BEGIN Data for this exercise

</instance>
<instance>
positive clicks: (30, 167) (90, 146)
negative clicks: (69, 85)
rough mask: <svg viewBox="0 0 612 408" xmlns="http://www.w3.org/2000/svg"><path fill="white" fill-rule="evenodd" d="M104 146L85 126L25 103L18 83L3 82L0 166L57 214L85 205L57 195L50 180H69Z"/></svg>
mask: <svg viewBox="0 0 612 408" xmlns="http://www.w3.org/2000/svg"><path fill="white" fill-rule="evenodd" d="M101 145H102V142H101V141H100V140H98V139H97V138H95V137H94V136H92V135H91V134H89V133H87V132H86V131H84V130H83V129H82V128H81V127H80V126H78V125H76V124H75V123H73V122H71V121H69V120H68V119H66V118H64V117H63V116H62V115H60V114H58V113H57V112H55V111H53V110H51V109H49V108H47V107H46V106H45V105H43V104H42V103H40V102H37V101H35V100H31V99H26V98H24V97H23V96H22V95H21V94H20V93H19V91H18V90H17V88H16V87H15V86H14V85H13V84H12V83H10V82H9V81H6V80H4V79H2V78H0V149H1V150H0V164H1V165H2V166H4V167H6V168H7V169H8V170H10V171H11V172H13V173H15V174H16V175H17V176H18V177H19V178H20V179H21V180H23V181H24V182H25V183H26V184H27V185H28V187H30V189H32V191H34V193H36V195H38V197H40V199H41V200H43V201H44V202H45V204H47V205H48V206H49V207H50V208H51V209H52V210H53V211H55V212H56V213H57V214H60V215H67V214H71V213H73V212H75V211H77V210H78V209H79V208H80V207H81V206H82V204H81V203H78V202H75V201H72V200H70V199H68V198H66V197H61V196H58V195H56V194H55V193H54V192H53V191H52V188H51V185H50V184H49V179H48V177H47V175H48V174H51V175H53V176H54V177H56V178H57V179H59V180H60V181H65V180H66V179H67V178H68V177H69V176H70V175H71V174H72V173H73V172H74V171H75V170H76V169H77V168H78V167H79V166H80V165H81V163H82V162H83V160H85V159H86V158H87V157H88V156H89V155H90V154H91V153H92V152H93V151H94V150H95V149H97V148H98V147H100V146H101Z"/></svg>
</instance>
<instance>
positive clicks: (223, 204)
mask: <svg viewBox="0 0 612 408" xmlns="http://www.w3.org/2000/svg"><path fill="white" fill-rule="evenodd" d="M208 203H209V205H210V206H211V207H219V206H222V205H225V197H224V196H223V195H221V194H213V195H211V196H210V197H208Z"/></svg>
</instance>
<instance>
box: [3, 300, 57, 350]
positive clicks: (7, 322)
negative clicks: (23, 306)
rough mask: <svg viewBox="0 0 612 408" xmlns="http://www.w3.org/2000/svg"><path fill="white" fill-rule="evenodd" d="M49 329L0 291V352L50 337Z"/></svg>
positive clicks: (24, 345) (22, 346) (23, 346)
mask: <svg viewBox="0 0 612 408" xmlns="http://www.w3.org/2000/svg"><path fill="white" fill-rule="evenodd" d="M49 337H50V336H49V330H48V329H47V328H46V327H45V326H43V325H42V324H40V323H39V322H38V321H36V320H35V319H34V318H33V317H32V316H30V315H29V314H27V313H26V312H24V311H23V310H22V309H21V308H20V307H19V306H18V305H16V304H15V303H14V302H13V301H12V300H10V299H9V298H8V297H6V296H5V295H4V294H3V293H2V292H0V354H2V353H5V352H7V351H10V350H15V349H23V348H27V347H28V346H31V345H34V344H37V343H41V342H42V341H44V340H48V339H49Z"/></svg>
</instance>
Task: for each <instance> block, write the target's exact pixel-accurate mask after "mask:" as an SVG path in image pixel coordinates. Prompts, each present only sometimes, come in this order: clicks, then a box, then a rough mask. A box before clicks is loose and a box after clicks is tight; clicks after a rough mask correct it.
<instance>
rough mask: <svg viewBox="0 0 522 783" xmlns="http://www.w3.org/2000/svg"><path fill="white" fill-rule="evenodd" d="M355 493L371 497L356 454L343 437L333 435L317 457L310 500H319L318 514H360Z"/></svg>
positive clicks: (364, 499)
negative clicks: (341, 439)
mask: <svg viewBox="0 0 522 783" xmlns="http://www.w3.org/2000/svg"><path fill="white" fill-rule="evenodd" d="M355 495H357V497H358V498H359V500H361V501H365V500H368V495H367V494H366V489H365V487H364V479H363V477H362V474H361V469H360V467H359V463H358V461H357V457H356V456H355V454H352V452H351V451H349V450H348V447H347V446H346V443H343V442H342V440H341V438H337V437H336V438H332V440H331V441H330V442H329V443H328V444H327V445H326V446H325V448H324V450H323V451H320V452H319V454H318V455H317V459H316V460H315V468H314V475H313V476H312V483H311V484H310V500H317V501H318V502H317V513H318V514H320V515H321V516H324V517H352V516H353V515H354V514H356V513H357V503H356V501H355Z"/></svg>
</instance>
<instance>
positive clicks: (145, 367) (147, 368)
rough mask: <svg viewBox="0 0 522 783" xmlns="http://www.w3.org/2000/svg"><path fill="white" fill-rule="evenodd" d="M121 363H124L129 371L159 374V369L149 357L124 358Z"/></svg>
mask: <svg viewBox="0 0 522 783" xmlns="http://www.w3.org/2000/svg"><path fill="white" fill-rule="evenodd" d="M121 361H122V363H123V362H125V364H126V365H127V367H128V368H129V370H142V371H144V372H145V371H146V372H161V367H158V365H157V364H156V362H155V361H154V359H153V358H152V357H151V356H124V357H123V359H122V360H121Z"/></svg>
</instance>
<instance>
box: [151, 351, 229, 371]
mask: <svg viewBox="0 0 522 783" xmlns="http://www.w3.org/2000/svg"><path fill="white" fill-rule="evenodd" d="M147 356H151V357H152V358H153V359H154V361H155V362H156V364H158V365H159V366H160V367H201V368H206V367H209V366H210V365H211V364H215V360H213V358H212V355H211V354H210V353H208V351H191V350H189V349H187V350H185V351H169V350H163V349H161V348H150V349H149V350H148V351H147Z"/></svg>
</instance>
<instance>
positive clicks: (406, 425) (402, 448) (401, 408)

END Data for this exercise

Problem requirements:
Rewrite the lines from the beginning up to and including the line that contains "146L85 126L25 103L18", substituting "coarse mask" for "rough mask" and leaving all else unchanged.

Exercise output:
</instance>
<instance>
positive clicks: (30, 167) (90, 146)
negative clicks: (69, 85)
coarse mask: <svg viewBox="0 0 612 408" xmlns="http://www.w3.org/2000/svg"><path fill="white" fill-rule="evenodd" d="M104 146L85 126L25 103L18 83L3 82L0 166L57 214L85 205L57 195L50 180H69Z"/></svg>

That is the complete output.